* _Excerpted passage_:
*** Block opens ***

GoTo Indonesia intends to eliminate more than 1,000 jobs in an effort to turn a profit
- ByStartupStory | November 12, 2022
According to persons familiar with the situation, GoTo Group, Indonesia’s largest internet provider, plans to eliminate more than 1,000 positions in order to reduce expenses and strengthen its financial position.
According to the people, who asked not to be named since the discussions are confidential, the decrease, which equates to more than 10% of the staff, will impact all divisions. The company’s stock increased as much as 9.6% in Jakarta, the largest intraday increase in nearly two months.
GoTo joins other tech behemoths like Meta Platforms Inc. and Apple Inc. in laying off employees or putting a hold on new hires after years of heady expansion washed away by a global economic downturn. The number of job cutbacks in the technology sector is approaching those observed in the early days of the Covid-19 outbreak as businesses of all sizes scale back their goals and prepare for a challenging future.
The ride-hailing, e-commerce, and fintech company’s valuations have decreased as it deals with a slowing economy, rising interest rates, and rapid inflation, along with those of its publicly traded competitors, including Grab Holdings Ltd. and Sea Ltd., both of which are loss-making. According to GoTo management, the company is balancing its growth-related spending with its efforts to become profitable.

*** Block closes ***

* _List of tasks_:
a) Summarize the article on GoTo's planned job cuts in two sentences.
b) Carry the article on GoTo's planned job cuts further, starting after its final sentence.

* _Entries taken from a collection_:
*** Block opens ***

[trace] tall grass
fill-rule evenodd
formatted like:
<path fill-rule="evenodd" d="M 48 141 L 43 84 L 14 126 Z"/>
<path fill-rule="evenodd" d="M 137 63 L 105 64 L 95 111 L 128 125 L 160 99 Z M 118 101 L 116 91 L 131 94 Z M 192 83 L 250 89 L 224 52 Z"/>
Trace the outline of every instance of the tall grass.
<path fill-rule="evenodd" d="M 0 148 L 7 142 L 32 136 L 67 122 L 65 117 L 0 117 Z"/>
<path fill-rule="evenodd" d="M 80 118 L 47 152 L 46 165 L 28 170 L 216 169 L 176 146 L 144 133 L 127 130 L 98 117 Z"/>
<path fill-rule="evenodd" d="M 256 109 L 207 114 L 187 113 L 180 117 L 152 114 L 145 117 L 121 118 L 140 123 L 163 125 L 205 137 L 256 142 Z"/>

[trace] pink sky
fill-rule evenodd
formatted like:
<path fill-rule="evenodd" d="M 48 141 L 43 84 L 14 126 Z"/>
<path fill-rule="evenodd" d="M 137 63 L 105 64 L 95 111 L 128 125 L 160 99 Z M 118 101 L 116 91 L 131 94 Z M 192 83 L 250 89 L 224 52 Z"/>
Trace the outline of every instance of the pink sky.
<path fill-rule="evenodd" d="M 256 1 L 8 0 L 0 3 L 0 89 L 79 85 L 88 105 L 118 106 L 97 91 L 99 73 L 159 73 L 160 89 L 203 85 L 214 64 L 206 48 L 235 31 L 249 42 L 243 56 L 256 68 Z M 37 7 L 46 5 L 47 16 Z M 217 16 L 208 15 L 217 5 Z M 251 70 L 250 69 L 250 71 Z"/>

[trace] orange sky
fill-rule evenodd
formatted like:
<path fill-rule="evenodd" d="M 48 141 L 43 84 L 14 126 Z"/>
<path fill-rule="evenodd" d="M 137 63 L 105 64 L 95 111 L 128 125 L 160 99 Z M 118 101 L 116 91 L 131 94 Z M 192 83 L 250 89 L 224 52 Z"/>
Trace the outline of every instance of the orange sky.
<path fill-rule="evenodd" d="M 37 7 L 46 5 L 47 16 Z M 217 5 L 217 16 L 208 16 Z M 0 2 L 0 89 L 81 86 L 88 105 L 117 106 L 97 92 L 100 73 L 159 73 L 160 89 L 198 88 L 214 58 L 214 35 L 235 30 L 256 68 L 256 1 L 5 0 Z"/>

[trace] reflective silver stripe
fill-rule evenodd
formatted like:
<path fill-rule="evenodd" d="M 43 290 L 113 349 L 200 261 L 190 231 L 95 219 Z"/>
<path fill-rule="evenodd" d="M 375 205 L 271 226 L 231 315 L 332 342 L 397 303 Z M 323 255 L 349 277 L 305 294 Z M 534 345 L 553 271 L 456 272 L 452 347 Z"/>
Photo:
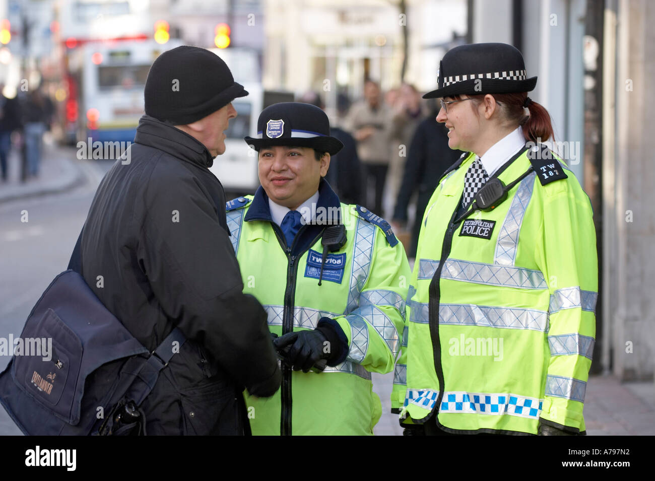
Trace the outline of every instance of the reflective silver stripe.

*** Block closes ***

* _Answers by item number_:
a) GoTo Group, Indonesia's largest internet provider, plans to eliminate more than 1,000 positions, over 10% of its staff across all divisions, to reduce expenses and strengthen its financial position, according to people familiar with the situation, and its stock rose as much as 9.6% in Jakarta. The move follows layoffs or hiring freezes at tech companies such as Meta Platforms and Apple amid a global economic downturn, while GoTo's valuations have fallen with a slowing economy, rising interest rates and rapid inflation.

b)
The people claimed that the Jakarta-based company, which also has operations in Singapore and Vietnam, may inform its staff of the layoffs in the upcoming weeks. They warned that the reduction’s size might fluctuate. A representative for GoTo declined to comment.
As it gets ready to announce its third-quarter results on November 21, GoTo is starting workforce reductions. In August, it said its second-quarter adjusted loss before interest, taxes, depreciation and amortisation widened to 4.14 trillion rupiahs ($264 million) from a pro-forma loss of 3.9 trillion rupiahs a year earlier.
The company, one of the year’s largest initial public offerings, was created by the merging of ride-hailing service Gojek with e-commerce company Tokopedia. Since then, its shares have fallen by approximately 40%. With a lock-up on their holdings set to expire on November 30, GoTo has stated that it is in discussions with its owners about a managed sale of their stakes in an effort to prevent a possible stock decline.
According to GoTo’s quarter-end financial statement, which omitted information on the number of non-permanent employees, there were 9,630 permanent employees at the company as of the end of June. According to a person familiar with the situation, it had 455 non-permanent employees by the end of 2021, a number that hasn’t changed much since then.